(Stored items from a collection)
= = =

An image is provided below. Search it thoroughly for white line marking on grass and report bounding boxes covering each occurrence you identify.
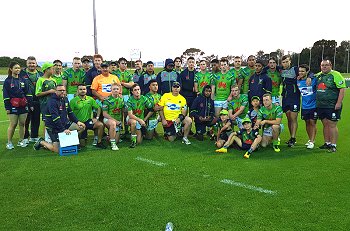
[0,120,9,123]
[220,179,277,195]
[135,157,167,167]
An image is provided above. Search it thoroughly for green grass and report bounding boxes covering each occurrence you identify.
[0,86,350,230]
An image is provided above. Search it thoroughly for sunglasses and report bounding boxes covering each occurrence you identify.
[172,85,180,88]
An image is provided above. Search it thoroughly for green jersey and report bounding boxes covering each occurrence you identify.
[126,95,152,120]
[240,67,255,94]
[194,71,212,93]
[315,70,346,108]
[257,104,283,128]
[237,128,260,145]
[266,69,281,97]
[102,95,125,121]
[212,72,235,101]
[20,69,43,101]
[227,94,249,119]
[52,73,63,85]
[70,95,100,122]
[35,77,57,113]
[145,92,162,120]
[62,68,86,94]
[228,67,243,85]
[112,69,132,96]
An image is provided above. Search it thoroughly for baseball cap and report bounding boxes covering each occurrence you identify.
[41,62,54,72]
[219,109,229,116]
[251,96,260,101]
[109,61,118,66]
[242,117,251,124]
[81,57,90,63]
[172,81,180,87]
[165,58,174,67]
[100,62,109,67]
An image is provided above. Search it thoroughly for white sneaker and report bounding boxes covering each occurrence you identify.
[29,137,39,143]
[165,222,173,231]
[307,142,315,149]
[305,140,311,146]
[111,142,119,151]
[17,140,28,147]
[92,136,98,146]
[182,137,191,145]
[6,143,14,150]
[22,138,29,144]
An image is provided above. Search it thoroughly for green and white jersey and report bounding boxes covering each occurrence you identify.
[257,104,283,128]
[145,92,161,120]
[237,128,260,145]
[239,67,255,94]
[126,95,152,120]
[35,77,57,111]
[194,71,212,93]
[212,72,235,101]
[52,73,63,85]
[62,68,86,94]
[102,95,125,121]
[112,69,132,96]
[70,95,100,122]
[266,69,281,97]
[228,67,243,85]
[227,94,249,119]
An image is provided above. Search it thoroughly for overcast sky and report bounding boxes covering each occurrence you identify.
[1,0,348,63]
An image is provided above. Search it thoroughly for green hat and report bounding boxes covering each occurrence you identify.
[251,96,260,101]
[242,117,251,124]
[219,109,229,116]
[41,62,54,72]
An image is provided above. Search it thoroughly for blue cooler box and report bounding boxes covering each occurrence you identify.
[59,145,78,156]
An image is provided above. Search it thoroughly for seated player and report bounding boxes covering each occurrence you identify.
[214,109,233,149]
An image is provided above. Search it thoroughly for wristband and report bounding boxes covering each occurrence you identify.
[178,114,185,122]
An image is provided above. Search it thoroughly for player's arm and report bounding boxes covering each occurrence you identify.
[261,117,281,126]
[335,88,345,110]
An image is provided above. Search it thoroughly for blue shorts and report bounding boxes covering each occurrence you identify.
[301,108,317,121]
[241,142,252,150]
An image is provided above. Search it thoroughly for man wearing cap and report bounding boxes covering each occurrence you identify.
[62,57,86,101]
[216,117,261,159]
[91,62,120,102]
[33,84,86,153]
[19,56,43,143]
[35,63,57,120]
[139,61,157,94]
[82,57,91,73]
[52,60,63,85]
[156,58,178,95]
[109,61,118,73]
[248,60,272,103]
[227,85,249,129]
[254,93,283,152]
[159,81,192,144]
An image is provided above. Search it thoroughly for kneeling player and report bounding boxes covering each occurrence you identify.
[214,109,233,149]
[216,117,261,158]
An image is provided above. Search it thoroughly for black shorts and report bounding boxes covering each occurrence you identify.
[219,131,232,141]
[80,119,95,139]
[46,127,59,143]
[241,142,252,150]
[301,108,317,121]
[317,108,342,121]
[8,106,28,115]
[282,102,300,113]
[163,121,177,137]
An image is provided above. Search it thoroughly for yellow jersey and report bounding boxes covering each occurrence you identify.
[159,93,187,121]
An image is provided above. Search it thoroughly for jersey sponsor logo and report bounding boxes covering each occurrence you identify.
[166,103,181,111]
[218,81,227,89]
[317,82,327,91]
[339,81,344,85]
[102,84,112,93]
[299,86,313,96]
[200,81,208,88]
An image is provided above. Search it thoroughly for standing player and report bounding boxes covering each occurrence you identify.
[266,57,282,105]
[156,58,178,95]
[132,60,145,86]
[228,56,244,85]
[254,93,283,152]
[238,55,256,95]
[139,61,157,94]
[194,60,212,95]
[86,54,103,96]
[174,57,183,75]
[315,59,346,152]
[62,57,86,101]
[178,57,197,114]
[52,60,63,85]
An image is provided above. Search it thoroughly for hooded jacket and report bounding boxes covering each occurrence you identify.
[190,86,215,122]
[248,71,272,102]
[178,68,197,98]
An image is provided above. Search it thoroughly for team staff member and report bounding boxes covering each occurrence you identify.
[3,62,33,149]
[316,59,346,153]
[178,57,197,113]
[34,85,85,153]
[19,56,43,143]
[70,84,106,149]
[140,61,157,94]
[248,60,272,104]
[159,81,192,144]
[85,54,103,96]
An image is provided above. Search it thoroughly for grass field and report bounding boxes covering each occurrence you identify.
[1,88,350,230]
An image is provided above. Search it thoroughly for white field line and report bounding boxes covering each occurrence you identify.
[135,156,167,167]
[0,120,9,123]
[220,179,277,195]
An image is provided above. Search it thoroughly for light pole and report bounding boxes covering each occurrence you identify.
[93,0,98,54]
[309,47,312,68]
[322,44,325,59]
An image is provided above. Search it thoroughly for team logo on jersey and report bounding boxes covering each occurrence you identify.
[167,103,180,110]
[102,84,112,92]
[339,81,344,85]
[317,82,327,91]
[200,103,204,108]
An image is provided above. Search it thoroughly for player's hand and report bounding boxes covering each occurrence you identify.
[335,103,342,110]
[306,77,312,86]
[64,129,71,135]
[30,107,34,111]
[139,120,146,127]
[6,110,10,114]
[77,121,86,129]
[199,116,204,121]
[162,119,167,126]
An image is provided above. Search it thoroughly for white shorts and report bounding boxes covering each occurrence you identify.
[263,126,273,137]
[126,116,141,130]
[235,117,243,129]
[103,118,122,132]
[272,96,281,105]
[214,100,228,109]
[147,118,159,131]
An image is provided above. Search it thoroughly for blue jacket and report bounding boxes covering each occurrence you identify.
[3,76,33,110]
[190,87,215,122]
[19,68,43,102]
[156,69,178,95]
[139,71,157,94]
[248,71,272,102]
[85,66,101,96]
[44,93,78,132]
[178,68,197,98]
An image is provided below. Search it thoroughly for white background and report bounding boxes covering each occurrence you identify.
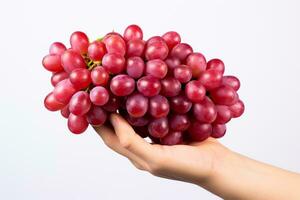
[0,0,300,199]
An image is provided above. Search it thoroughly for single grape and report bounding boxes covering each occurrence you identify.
[160,77,181,97]
[69,68,91,89]
[160,131,183,145]
[170,43,193,61]
[185,80,206,103]
[137,75,161,97]
[222,76,240,91]
[174,65,192,83]
[61,50,86,73]
[229,99,245,118]
[211,124,226,138]
[193,96,217,123]
[149,95,170,118]
[206,59,225,74]
[103,34,126,56]
[68,113,88,134]
[186,53,206,78]
[148,117,169,138]
[165,57,181,75]
[87,106,107,126]
[88,41,106,61]
[102,53,125,74]
[126,114,150,127]
[44,92,66,111]
[146,59,168,79]
[102,94,121,112]
[198,69,222,90]
[169,93,192,114]
[214,105,232,124]
[53,79,77,104]
[69,91,91,116]
[146,36,165,46]
[126,93,148,117]
[89,86,109,106]
[210,85,238,106]
[102,32,124,44]
[126,39,145,57]
[91,66,109,86]
[70,31,89,54]
[123,24,143,41]
[61,105,70,118]
[169,114,190,131]
[126,56,145,79]
[51,71,69,86]
[162,31,181,50]
[49,42,66,55]
[42,54,64,72]
[188,121,212,142]
[110,74,135,96]
[145,41,169,60]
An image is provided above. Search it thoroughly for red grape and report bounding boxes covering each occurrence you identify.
[160,77,181,97]
[214,105,232,124]
[160,131,183,145]
[165,57,181,75]
[170,93,192,114]
[146,36,165,46]
[148,117,169,138]
[145,41,169,60]
[210,85,238,106]
[185,80,206,103]
[49,42,66,55]
[104,34,126,56]
[229,99,245,118]
[102,94,121,112]
[126,93,148,117]
[91,66,109,86]
[123,24,143,41]
[61,105,70,118]
[51,71,69,86]
[188,121,212,142]
[149,95,170,118]
[53,79,77,104]
[89,86,109,106]
[169,114,190,131]
[126,56,145,79]
[102,53,125,74]
[162,31,181,50]
[206,59,225,74]
[102,32,123,44]
[198,69,222,90]
[68,113,88,134]
[69,68,91,89]
[44,92,66,111]
[61,50,86,73]
[87,106,107,126]
[222,75,240,91]
[137,75,161,97]
[170,43,193,61]
[70,31,89,54]
[193,96,217,123]
[126,114,149,127]
[88,41,106,61]
[69,91,91,116]
[110,74,135,96]
[146,59,168,79]
[126,39,145,57]
[174,65,192,83]
[186,53,206,78]
[42,54,64,72]
[211,124,226,138]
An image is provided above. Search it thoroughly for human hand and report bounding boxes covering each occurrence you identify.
[93,113,230,185]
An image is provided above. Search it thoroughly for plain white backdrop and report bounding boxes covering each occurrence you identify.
[0,0,299,199]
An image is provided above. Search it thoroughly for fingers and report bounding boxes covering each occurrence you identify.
[93,125,146,168]
[109,114,156,162]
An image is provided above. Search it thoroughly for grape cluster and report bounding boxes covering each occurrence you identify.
[43,24,244,145]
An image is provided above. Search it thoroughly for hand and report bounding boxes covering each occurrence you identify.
[93,113,230,185]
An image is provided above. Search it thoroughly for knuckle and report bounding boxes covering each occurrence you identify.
[120,138,132,149]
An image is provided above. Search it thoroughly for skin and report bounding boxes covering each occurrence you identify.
[94,114,300,200]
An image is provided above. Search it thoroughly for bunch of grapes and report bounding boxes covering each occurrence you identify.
[43,24,244,145]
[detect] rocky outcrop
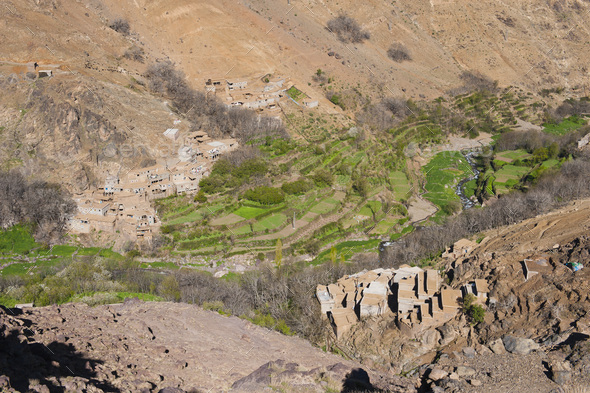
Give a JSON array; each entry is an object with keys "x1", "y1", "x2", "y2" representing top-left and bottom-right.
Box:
[
  {"x1": 1, "y1": 301, "x2": 416, "y2": 392},
  {"x1": 502, "y1": 335, "x2": 540, "y2": 355}
]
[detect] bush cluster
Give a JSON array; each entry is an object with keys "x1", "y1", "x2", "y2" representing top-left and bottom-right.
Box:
[
  {"x1": 243, "y1": 186, "x2": 285, "y2": 205},
  {"x1": 109, "y1": 18, "x2": 130, "y2": 35},
  {"x1": 327, "y1": 14, "x2": 370, "y2": 43},
  {"x1": 281, "y1": 179, "x2": 312, "y2": 195},
  {"x1": 387, "y1": 43, "x2": 412, "y2": 63}
]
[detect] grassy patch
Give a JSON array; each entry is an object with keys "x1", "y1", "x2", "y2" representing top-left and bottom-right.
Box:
[
  {"x1": 422, "y1": 152, "x2": 471, "y2": 212},
  {"x1": 234, "y1": 205, "x2": 269, "y2": 219},
  {"x1": 390, "y1": 171, "x2": 412, "y2": 200},
  {"x1": 358, "y1": 201, "x2": 382, "y2": 217},
  {"x1": 311, "y1": 239, "x2": 381, "y2": 265},
  {"x1": 253, "y1": 213, "x2": 287, "y2": 231},
  {"x1": 543, "y1": 116, "x2": 587, "y2": 135},
  {"x1": 286, "y1": 86, "x2": 306, "y2": 102}
]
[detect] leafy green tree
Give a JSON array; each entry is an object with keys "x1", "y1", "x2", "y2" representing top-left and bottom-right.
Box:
[
  {"x1": 194, "y1": 190, "x2": 207, "y2": 203},
  {"x1": 548, "y1": 142, "x2": 559, "y2": 159},
  {"x1": 310, "y1": 169, "x2": 334, "y2": 187},
  {"x1": 243, "y1": 186, "x2": 285, "y2": 205},
  {"x1": 463, "y1": 293, "x2": 485, "y2": 325}
]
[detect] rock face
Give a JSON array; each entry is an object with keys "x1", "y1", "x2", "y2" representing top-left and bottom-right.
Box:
[{"x1": 502, "y1": 336, "x2": 540, "y2": 355}]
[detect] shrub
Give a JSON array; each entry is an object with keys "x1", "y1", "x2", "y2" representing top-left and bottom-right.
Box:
[
  {"x1": 327, "y1": 14, "x2": 370, "y2": 43},
  {"x1": 310, "y1": 169, "x2": 334, "y2": 187},
  {"x1": 463, "y1": 294, "x2": 485, "y2": 325},
  {"x1": 387, "y1": 43, "x2": 412, "y2": 62},
  {"x1": 123, "y1": 45, "x2": 145, "y2": 63},
  {"x1": 110, "y1": 18, "x2": 131, "y2": 35},
  {"x1": 243, "y1": 186, "x2": 285, "y2": 205},
  {"x1": 282, "y1": 179, "x2": 312, "y2": 195},
  {"x1": 193, "y1": 191, "x2": 207, "y2": 203}
]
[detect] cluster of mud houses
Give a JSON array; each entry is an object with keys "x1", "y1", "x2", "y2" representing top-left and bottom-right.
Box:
[
  {"x1": 317, "y1": 264, "x2": 489, "y2": 339},
  {"x1": 69, "y1": 130, "x2": 238, "y2": 243},
  {"x1": 204, "y1": 75, "x2": 317, "y2": 112}
]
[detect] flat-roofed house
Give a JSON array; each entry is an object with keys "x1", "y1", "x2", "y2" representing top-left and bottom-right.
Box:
[
  {"x1": 359, "y1": 293, "x2": 387, "y2": 317},
  {"x1": 443, "y1": 238, "x2": 477, "y2": 259},
  {"x1": 78, "y1": 201, "x2": 110, "y2": 216},
  {"x1": 329, "y1": 308, "x2": 357, "y2": 338},
  {"x1": 226, "y1": 79, "x2": 247, "y2": 90},
  {"x1": 316, "y1": 285, "x2": 335, "y2": 315},
  {"x1": 163, "y1": 128, "x2": 179, "y2": 140},
  {"x1": 440, "y1": 289, "x2": 462, "y2": 312}
]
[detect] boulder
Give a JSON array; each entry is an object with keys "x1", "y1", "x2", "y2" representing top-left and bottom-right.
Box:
[
  {"x1": 455, "y1": 366, "x2": 476, "y2": 377},
  {"x1": 502, "y1": 335, "x2": 539, "y2": 355},
  {"x1": 488, "y1": 338, "x2": 506, "y2": 354},
  {"x1": 428, "y1": 368, "x2": 447, "y2": 381},
  {"x1": 462, "y1": 347, "x2": 476, "y2": 359},
  {"x1": 550, "y1": 361, "x2": 572, "y2": 385},
  {"x1": 437, "y1": 324, "x2": 456, "y2": 346},
  {"x1": 421, "y1": 329, "x2": 441, "y2": 348}
]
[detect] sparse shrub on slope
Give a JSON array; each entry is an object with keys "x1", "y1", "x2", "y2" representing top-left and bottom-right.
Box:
[
  {"x1": 123, "y1": 45, "x2": 145, "y2": 63},
  {"x1": 109, "y1": 18, "x2": 131, "y2": 35},
  {"x1": 387, "y1": 43, "x2": 412, "y2": 63},
  {"x1": 327, "y1": 14, "x2": 370, "y2": 43}
]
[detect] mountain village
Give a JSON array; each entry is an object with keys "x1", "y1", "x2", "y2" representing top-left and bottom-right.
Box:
[{"x1": 68, "y1": 128, "x2": 238, "y2": 244}]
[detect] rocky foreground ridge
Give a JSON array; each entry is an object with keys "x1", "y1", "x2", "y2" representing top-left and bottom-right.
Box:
[{"x1": 0, "y1": 300, "x2": 416, "y2": 392}]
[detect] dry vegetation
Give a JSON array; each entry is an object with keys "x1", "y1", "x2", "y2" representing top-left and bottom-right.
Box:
[
  {"x1": 387, "y1": 42, "x2": 412, "y2": 63},
  {"x1": 109, "y1": 18, "x2": 130, "y2": 36},
  {"x1": 327, "y1": 14, "x2": 370, "y2": 43},
  {"x1": 145, "y1": 61, "x2": 288, "y2": 143},
  {"x1": 0, "y1": 171, "x2": 75, "y2": 242}
]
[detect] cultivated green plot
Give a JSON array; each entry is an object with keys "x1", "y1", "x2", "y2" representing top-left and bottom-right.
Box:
[
  {"x1": 543, "y1": 116, "x2": 588, "y2": 135},
  {"x1": 495, "y1": 149, "x2": 531, "y2": 163},
  {"x1": 358, "y1": 201, "x2": 382, "y2": 217},
  {"x1": 0, "y1": 226, "x2": 123, "y2": 277},
  {"x1": 422, "y1": 152, "x2": 472, "y2": 212},
  {"x1": 368, "y1": 217, "x2": 399, "y2": 235},
  {"x1": 167, "y1": 210, "x2": 203, "y2": 225},
  {"x1": 233, "y1": 205, "x2": 269, "y2": 219},
  {"x1": 541, "y1": 159, "x2": 560, "y2": 169},
  {"x1": 211, "y1": 213, "x2": 245, "y2": 226},
  {"x1": 390, "y1": 171, "x2": 412, "y2": 200},
  {"x1": 309, "y1": 198, "x2": 340, "y2": 214},
  {"x1": 232, "y1": 224, "x2": 253, "y2": 235},
  {"x1": 253, "y1": 214, "x2": 287, "y2": 231}
]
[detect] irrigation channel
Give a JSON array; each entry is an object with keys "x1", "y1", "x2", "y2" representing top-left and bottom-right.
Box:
[{"x1": 455, "y1": 150, "x2": 480, "y2": 209}]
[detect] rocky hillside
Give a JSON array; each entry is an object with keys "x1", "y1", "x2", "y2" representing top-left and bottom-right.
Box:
[
  {"x1": 0, "y1": 299, "x2": 418, "y2": 392},
  {"x1": 331, "y1": 198, "x2": 590, "y2": 392},
  {"x1": 2, "y1": 0, "x2": 589, "y2": 191}
]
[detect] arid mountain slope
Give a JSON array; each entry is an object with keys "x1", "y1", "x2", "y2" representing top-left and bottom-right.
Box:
[
  {"x1": 2, "y1": 0, "x2": 590, "y2": 100},
  {"x1": 1, "y1": 0, "x2": 589, "y2": 190}
]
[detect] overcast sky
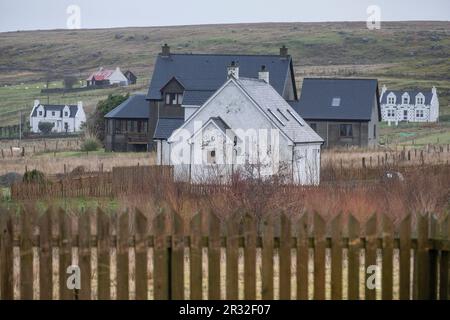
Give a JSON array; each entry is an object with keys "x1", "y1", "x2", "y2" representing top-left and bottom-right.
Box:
[{"x1": 1, "y1": 0, "x2": 449, "y2": 32}]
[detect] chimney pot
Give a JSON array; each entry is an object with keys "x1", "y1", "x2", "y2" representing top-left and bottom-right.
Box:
[
  {"x1": 161, "y1": 43, "x2": 170, "y2": 57},
  {"x1": 227, "y1": 61, "x2": 239, "y2": 79},
  {"x1": 258, "y1": 65, "x2": 269, "y2": 83},
  {"x1": 280, "y1": 45, "x2": 288, "y2": 57}
]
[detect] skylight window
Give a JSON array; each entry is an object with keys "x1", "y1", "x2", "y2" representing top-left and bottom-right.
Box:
[
  {"x1": 267, "y1": 109, "x2": 285, "y2": 126},
  {"x1": 287, "y1": 109, "x2": 304, "y2": 126},
  {"x1": 331, "y1": 97, "x2": 341, "y2": 107},
  {"x1": 277, "y1": 108, "x2": 290, "y2": 121}
]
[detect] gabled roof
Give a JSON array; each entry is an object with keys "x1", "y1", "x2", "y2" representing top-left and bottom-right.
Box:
[
  {"x1": 291, "y1": 78, "x2": 380, "y2": 121},
  {"x1": 104, "y1": 94, "x2": 148, "y2": 119},
  {"x1": 169, "y1": 77, "x2": 323, "y2": 145},
  {"x1": 147, "y1": 53, "x2": 296, "y2": 103},
  {"x1": 87, "y1": 68, "x2": 114, "y2": 81},
  {"x1": 236, "y1": 78, "x2": 323, "y2": 144},
  {"x1": 380, "y1": 90, "x2": 433, "y2": 105},
  {"x1": 154, "y1": 118, "x2": 185, "y2": 140},
  {"x1": 31, "y1": 104, "x2": 78, "y2": 118}
]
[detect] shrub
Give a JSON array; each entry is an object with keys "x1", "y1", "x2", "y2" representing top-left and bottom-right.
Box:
[
  {"x1": 23, "y1": 169, "x2": 46, "y2": 184},
  {"x1": 81, "y1": 134, "x2": 101, "y2": 152},
  {"x1": 38, "y1": 122, "x2": 55, "y2": 134}
]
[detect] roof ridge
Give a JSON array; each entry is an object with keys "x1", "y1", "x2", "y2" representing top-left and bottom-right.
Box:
[
  {"x1": 162, "y1": 53, "x2": 290, "y2": 58},
  {"x1": 304, "y1": 77, "x2": 378, "y2": 81}
]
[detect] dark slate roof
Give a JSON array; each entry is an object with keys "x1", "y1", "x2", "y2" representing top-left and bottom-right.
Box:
[
  {"x1": 380, "y1": 90, "x2": 433, "y2": 105},
  {"x1": 183, "y1": 90, "x2": 216, "y2": 106},
  {"x1": 31, "y1": 104, "x2": 78, "y2": 118},
  {"x1": 104, "y1": 94, "x2": 148, "y2": 119},
  {"x1": 147, "y1": 53, "x2": 295, "y2": 103},
  {"x1": 154, "y1": 118, "x2": 184, "y2": 140},
  {"x1": 291, "y1": 78, "x2": 380, "y2": 121}
]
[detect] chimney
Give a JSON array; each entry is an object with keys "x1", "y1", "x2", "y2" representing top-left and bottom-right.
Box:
[
  {"x1": 227, "y1": 61, "x2": 239, "y2": 79},
  {"x1": 258, "y1": 65, "x2": 269, "y2": 83},
  {"x1": 34, "y1": 100, "x2": 40, "y2": 108},
  {"x1": 161, "y1": 43, "x2": 170, "y2": 57},
  {"x1": 381, "y1": 84, "x2": 387, "y2": 97},
  {"x1": 280, "y1": 45, "x2": 288, "y2": 57},
  {"x1": 432, "y1": 86, "x2": 437, "y2": 96},
  {"x1": 77, "y1": 101, "x2": 83, "y2": 111}
]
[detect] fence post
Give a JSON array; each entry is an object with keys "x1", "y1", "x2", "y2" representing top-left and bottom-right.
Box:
[
  {"x1": 279, "y1": 213, "x2": 292, "y2": 300},
  {"x1": 399, "y1": 214, "x2": 411, "y2": 300},
  {"x1": 313, "y1": 212, "x2": 326, "y2": 300},
  {"x1": 59, "y1": 208, "x2": 73, "y2": 300},
  {"x1": 97, "y1": 208, "x2": 111, "y2": 300},
  {"x1": 382, "y1": 213, "x2": 394, "y2": 300},
  {"x1": 39, "y1": 208, "x2": 53, "y2": 300},
  {"x1": 190, "y1": 212, "x2": 203, "y2": 300},
  {"x1": 20, "y1": 206, "x2": 34, "y2": 300},
  {"x1": 297, "y1": 213, "x2": 309, "y2": 300},
  {"x1": 348, "y1": 214, "x2": 360, "y2": 300},
  {"x1": 135, "y1": 209, "x2": 148, "y2": 300},
  {"x1": 415, "y1": 213, "x2": 429, "y2": 300},
  {"x1": 153, "y1": 211, "x2": 169, "y2": 300},
  {"x1": 0, "y1": 208, "x2": 14, "y2": 300},
  {"x1": 208, "y1": 211, "x2": 221, "y2": 300},
  {"x1": 171, "y1": 210, "x2": 184, "y2": 300},
  {"x1": 365, "y1": 214, "x2": 377, "y2": 300},
  {"x1": 78, "y1": 209, "x2": 92, "y2": 300},
  {"x1": 439, "y1": 214, "x2": 449, "y2": 300},
  {"x1": 261, "y1": 214, "x2": 274, "y2": 300},
  {"x1": 331, "y1": 213, "x2": 343, "y2": 300}
]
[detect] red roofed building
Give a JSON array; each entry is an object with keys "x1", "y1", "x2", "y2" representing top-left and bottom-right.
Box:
[{"x1": 86, "y1": 67, "x2": 129, "y2": 86}]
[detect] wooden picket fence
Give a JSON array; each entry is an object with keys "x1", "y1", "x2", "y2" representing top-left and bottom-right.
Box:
[{"x1": 0, "y1": 206, "x2": 449, "y2": 300}]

= = =

| WHAT YOU SHOULD DO |
Taking the lines above, repeat exactly those from the line that contains "[detect] irrigation channel" through the line that contains "[detect] overcast sky", and both of those lines as well. Include nothing else.

| EXPECTED ANSWER |
[detect] irrigation channel
Give a JSON array; each entry is an object with keys "x1", "y1", "x2", "y2" representing top-left and bottom-right.
Box:
[{"x1": 455, "y1": 150, "x2": 480, "y2": 209}]
[detect] rocky hillside
Give a JSON array; each entry is an object with keys "x1", "y1", "x2", "y2" representing top-left and bottom-right.
Box:
[
  {"x1": 0, "y1": 299, "x2": 418, "y2": 392},
  {"x1": 331, "y1": 198, "x2": 590, "y2": 392},
  {"x1": 2, "y1": 0, "x2": 589, "y2": 191}
]
[detect] arid mountain slope
Give a JSON array; each entry is an object with keys "x1", "y1", "x2", "y2" representing top-left and bottom-right.
Box:
[
  {"x1": 2, "y1": 0, "x2": 590, "y2": 100},
  {"x1": 1, "y1": 0, "x2": 589, "y2": 190}
]
[detect] overcast sky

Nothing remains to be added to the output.